_YOUR TASK_
Find "like [153, 160]." in the material below, then copy that line and every subsequent line to the end, exactly.

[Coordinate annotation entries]
* * * *
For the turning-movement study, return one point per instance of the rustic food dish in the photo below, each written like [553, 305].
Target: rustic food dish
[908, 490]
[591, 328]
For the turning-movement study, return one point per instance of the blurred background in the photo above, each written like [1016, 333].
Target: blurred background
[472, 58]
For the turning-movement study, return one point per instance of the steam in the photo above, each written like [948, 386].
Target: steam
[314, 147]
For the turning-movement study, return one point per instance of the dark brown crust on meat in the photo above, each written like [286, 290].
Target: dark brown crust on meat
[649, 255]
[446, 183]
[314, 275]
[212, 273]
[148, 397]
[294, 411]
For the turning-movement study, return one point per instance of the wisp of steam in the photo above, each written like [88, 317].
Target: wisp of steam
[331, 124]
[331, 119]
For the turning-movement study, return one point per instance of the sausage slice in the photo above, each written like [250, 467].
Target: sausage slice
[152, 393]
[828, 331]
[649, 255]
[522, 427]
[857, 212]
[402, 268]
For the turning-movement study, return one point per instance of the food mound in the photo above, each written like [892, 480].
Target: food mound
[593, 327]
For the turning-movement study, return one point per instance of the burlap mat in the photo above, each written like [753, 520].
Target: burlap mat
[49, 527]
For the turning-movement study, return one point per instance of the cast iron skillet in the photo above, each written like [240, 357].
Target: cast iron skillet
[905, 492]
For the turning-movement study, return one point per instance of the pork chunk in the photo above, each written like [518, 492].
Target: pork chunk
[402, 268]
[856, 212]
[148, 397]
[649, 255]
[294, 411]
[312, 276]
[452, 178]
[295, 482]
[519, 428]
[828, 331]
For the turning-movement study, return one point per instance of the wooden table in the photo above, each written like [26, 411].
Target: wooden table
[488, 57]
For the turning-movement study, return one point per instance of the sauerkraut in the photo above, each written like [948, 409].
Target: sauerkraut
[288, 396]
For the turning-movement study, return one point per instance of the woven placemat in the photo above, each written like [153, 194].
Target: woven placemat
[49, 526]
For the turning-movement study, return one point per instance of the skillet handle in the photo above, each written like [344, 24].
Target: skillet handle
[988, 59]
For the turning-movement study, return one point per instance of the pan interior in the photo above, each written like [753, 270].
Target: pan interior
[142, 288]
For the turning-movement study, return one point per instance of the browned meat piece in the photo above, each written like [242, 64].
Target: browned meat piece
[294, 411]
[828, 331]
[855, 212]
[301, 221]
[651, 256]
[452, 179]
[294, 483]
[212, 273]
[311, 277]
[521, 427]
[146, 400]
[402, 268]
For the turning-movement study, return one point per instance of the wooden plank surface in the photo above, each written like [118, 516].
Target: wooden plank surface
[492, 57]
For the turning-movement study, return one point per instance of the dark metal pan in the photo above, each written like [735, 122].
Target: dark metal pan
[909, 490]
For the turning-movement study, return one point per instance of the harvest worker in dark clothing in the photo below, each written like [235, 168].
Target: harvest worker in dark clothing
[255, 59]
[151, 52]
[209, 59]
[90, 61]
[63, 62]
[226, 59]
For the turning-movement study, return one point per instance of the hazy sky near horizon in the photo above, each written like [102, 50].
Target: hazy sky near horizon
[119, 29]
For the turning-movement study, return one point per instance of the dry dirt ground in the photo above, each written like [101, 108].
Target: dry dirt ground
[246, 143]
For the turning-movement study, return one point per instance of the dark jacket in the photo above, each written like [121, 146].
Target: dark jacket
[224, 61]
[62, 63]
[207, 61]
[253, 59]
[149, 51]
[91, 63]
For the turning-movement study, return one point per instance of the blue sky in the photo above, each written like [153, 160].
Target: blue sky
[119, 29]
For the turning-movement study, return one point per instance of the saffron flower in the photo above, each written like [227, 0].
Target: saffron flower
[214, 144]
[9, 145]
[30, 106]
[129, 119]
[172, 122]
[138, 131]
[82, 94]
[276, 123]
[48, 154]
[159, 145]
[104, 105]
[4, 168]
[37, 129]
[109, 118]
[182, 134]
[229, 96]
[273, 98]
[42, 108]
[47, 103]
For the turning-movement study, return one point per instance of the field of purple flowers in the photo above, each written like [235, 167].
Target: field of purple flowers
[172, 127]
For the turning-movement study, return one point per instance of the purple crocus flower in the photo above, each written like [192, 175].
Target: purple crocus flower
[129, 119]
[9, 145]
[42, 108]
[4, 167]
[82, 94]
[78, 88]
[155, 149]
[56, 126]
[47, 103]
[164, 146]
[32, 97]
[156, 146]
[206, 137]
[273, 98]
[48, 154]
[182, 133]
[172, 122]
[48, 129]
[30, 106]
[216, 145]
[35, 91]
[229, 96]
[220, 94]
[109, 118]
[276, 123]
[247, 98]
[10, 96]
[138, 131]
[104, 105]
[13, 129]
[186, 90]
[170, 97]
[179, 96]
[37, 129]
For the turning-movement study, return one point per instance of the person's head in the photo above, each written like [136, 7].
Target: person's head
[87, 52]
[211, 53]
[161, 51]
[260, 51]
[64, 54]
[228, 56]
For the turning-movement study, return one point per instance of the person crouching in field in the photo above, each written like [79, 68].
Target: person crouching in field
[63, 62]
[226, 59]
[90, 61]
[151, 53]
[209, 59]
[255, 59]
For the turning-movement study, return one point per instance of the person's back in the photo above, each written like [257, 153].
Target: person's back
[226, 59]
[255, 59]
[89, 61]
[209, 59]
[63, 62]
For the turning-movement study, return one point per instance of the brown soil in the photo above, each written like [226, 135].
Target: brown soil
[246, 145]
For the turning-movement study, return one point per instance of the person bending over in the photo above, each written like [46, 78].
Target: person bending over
* * * *
_FULL SOLUTION_
For the turning-movement study, return one point per instance of the blue sky in the photo above, each written like [153, 160].
Target: blue sky
[119, 29]
For the turning-movement study, return one point per instance of the saffron flower in the photo above, each written like [227, 0].
Target: saffron flower
[214, 144]
[9, 145]
[30, 106]
[129, 119]
[172, 122]
[138, 131]
[82, 94]
[276, 123]
[48, 154]
[159, 145]
[104, 105]
[4, 168]
[37, 129]
[109, 118]
[182, 134]
[229, 96]
[273, 98]
[42, 108]
[47, 103]
For the turning-movement study, return one point per instance of the field of purple flowers in the photo above, each written like [235, 167].
Target: field of purple flowers
[172, 127]
For the turning-movement study, return one point per instance of the purple crocus flower in the photo above, each written like [192, 175].
Target: purple crocus flower
[129, 119]
[9, 145]
[42, 108]
[4, 167]
[82, 94]
[78, 88]
[155, 149]
[56, 126]
[47, 103]
[164, 146]
[32, 97]
[156, 146]
[206, 137]
[273, 98]
[48, 154]
[182, 133]
[172, 122]
[48, 129]
[30, 106]
[216, 145]
[35, 91]
[229, 96]
[220, 94]
[109, 118]
[276, 123]
[247, 98]
[10, 96]
[138, 131]
[104, 105]
[13, 129]
[186, 90]
[170, 97]
[179, 96]
[37, 129]
For the turning-movement study, return one point per instance of the person's head in the photo above, each written like [136, 7].
Target: person's head
[87, 52]
[211, 53]
[161, 51]
[260, 51]
[64, 54]
[228, 56]
For the turning-movement study, return one point per instance of the person crouching in field in the photo above, each written like [79, 68].
Target: person crouching in field
[63, 62]
[226, 59]
[90, 61]
[151, 53]
[209, 59]
[255, 59]
For the turning-movement study, return one point per instance of the person's back in the photo above, each written like [257, 153].
Target: person's back
[226, 59]
[255, 59]
[89, 61]
[209, 59]
[63, 62]
For the turning-movement study, return one point per instance of the brown soil in the photo above, each written like [226, 135].
Target: brown soil
[246, 145]
For the turning-movement study, return one point per instance of the person bending over in the photo above, each written like [46, 78].
Target: person bending over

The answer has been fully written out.